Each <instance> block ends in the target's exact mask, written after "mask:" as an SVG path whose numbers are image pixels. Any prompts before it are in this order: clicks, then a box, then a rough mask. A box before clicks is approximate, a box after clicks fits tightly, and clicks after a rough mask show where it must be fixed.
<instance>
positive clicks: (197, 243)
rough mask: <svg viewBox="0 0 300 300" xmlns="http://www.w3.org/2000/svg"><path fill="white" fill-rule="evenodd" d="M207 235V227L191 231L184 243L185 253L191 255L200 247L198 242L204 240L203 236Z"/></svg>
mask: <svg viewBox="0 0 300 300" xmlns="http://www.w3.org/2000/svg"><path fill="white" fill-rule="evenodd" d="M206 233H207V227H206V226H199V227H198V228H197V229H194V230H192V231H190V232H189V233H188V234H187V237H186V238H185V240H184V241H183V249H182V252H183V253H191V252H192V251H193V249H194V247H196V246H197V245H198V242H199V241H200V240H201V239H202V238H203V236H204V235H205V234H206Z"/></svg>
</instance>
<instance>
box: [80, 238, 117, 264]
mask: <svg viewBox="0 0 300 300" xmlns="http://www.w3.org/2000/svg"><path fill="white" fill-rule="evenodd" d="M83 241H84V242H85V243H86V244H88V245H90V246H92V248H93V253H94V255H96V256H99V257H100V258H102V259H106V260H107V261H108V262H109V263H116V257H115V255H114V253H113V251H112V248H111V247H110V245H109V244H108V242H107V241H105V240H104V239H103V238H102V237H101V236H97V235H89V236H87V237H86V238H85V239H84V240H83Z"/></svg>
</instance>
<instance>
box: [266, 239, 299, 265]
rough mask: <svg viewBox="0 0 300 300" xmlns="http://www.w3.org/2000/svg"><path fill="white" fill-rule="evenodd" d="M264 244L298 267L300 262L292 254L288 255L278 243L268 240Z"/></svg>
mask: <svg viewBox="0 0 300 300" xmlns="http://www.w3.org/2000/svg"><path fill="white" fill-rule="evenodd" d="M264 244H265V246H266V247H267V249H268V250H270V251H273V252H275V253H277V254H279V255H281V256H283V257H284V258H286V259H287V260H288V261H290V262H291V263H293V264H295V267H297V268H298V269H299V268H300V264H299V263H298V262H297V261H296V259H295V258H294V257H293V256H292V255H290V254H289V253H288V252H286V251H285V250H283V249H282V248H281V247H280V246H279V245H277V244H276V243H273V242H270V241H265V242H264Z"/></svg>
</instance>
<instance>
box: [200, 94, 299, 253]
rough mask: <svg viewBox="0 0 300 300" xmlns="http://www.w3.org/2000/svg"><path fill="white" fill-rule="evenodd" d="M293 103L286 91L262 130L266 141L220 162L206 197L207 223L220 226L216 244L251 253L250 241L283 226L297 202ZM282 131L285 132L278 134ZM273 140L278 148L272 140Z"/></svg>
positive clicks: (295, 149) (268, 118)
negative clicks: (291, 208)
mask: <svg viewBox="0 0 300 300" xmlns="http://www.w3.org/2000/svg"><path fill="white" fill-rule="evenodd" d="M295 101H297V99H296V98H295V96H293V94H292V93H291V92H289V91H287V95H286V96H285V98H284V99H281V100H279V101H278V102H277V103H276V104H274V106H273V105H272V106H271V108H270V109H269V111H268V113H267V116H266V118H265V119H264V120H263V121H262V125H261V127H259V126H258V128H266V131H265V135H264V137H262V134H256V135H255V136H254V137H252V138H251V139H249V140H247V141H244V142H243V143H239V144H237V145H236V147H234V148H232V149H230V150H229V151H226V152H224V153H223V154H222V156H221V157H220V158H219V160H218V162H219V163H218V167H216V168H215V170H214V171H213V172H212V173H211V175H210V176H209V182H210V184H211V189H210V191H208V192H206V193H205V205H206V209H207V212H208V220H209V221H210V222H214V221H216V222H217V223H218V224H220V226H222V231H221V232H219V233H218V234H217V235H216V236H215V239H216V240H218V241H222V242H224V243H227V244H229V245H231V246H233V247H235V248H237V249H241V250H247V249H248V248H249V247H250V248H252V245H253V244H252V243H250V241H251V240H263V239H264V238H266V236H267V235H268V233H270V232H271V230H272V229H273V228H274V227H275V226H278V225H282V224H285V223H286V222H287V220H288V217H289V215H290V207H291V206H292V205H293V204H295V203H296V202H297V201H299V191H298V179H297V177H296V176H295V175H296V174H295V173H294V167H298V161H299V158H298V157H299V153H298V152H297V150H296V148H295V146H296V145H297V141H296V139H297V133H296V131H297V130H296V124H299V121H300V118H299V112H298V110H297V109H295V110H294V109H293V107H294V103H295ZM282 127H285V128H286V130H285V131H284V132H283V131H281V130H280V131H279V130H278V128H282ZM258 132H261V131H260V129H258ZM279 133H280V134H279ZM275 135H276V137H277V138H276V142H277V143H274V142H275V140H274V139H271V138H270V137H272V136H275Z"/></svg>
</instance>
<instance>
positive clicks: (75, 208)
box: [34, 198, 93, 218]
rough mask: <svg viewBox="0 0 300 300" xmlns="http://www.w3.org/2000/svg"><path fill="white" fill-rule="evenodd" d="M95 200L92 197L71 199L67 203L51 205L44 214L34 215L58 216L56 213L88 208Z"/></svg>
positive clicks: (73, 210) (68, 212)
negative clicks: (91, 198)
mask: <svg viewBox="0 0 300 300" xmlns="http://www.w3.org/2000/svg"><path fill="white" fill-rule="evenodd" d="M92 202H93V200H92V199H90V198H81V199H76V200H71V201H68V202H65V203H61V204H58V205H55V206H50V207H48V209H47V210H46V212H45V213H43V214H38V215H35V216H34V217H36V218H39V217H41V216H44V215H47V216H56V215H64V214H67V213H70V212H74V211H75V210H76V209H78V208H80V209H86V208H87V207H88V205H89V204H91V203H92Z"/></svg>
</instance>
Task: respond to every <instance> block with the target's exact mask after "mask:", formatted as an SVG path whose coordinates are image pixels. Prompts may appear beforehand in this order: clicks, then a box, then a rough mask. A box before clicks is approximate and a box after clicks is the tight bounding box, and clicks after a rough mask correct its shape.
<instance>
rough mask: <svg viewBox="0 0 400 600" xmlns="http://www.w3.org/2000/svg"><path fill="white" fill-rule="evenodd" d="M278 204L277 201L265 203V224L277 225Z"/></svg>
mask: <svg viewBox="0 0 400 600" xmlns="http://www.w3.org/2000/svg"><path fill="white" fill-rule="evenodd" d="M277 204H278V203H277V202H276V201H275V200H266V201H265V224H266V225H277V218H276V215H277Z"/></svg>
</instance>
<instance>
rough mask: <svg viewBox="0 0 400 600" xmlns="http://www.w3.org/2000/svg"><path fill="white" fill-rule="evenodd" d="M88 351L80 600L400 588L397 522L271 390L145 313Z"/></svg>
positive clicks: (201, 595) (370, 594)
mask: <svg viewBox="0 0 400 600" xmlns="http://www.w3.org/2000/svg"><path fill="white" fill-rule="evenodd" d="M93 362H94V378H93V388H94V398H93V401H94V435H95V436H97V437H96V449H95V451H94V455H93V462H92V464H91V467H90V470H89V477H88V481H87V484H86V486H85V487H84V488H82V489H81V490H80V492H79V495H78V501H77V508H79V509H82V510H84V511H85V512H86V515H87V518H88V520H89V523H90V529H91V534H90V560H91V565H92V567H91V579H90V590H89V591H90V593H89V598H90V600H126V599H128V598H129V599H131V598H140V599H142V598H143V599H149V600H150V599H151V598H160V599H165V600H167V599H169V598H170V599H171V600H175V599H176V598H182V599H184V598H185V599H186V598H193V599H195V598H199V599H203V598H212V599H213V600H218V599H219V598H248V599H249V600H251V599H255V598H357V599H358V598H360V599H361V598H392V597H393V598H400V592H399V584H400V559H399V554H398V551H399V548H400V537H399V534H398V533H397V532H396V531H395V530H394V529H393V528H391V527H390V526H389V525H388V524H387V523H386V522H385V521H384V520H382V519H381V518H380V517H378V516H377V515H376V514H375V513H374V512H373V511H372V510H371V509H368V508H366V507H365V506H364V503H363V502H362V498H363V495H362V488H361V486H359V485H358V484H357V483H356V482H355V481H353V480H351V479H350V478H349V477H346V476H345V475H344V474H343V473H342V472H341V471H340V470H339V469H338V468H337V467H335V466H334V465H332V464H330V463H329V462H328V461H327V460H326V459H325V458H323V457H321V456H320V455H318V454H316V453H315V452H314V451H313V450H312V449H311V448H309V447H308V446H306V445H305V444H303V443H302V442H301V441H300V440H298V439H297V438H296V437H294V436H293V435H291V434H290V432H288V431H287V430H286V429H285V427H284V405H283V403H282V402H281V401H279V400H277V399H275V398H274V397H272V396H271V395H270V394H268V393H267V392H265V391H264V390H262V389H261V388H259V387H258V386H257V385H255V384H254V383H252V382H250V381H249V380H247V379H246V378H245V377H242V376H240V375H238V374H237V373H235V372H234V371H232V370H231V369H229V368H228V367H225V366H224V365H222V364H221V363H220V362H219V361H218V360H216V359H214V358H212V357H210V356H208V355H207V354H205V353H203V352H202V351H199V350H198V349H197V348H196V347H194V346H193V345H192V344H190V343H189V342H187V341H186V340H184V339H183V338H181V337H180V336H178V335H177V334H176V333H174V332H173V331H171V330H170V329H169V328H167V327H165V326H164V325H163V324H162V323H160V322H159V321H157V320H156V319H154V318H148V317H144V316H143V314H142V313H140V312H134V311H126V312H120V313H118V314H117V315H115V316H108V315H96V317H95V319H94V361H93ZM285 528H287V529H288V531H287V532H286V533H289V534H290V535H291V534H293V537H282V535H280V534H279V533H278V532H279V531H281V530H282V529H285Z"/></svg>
——————
**What you will do:** Please output exactly the lines between the one holding "box: [80, 238, 117, 264]" and the one holding "box: [266, 239, 299, 265]" in the records above, inclusive, and nothing more.

**Written response:**
box: [80, 238, 117, 264]
mask: <svg viewBox="0 0 300 300" xmlns="http://www.w3.org/2000/svg"><path fill="white" fill-rule="evenodd" d="M83 241H84V242H85V243H86V244H88V245H90V246H92V248H93V253H94V255H96V256H99V257H100V258H102V259H106V260H107V261H108V262H109V263H116V257H115V255H114V253H113V251H112V248H111V247H110V245H109V244H108V242H107V241H105V240H104V239H103V238H102V237H101V236H97V235H89V236H87V237H86V238H85V239H84V240H83Z"/></svg>
</instance>
<instance>
box: [266, 239, 299, 265]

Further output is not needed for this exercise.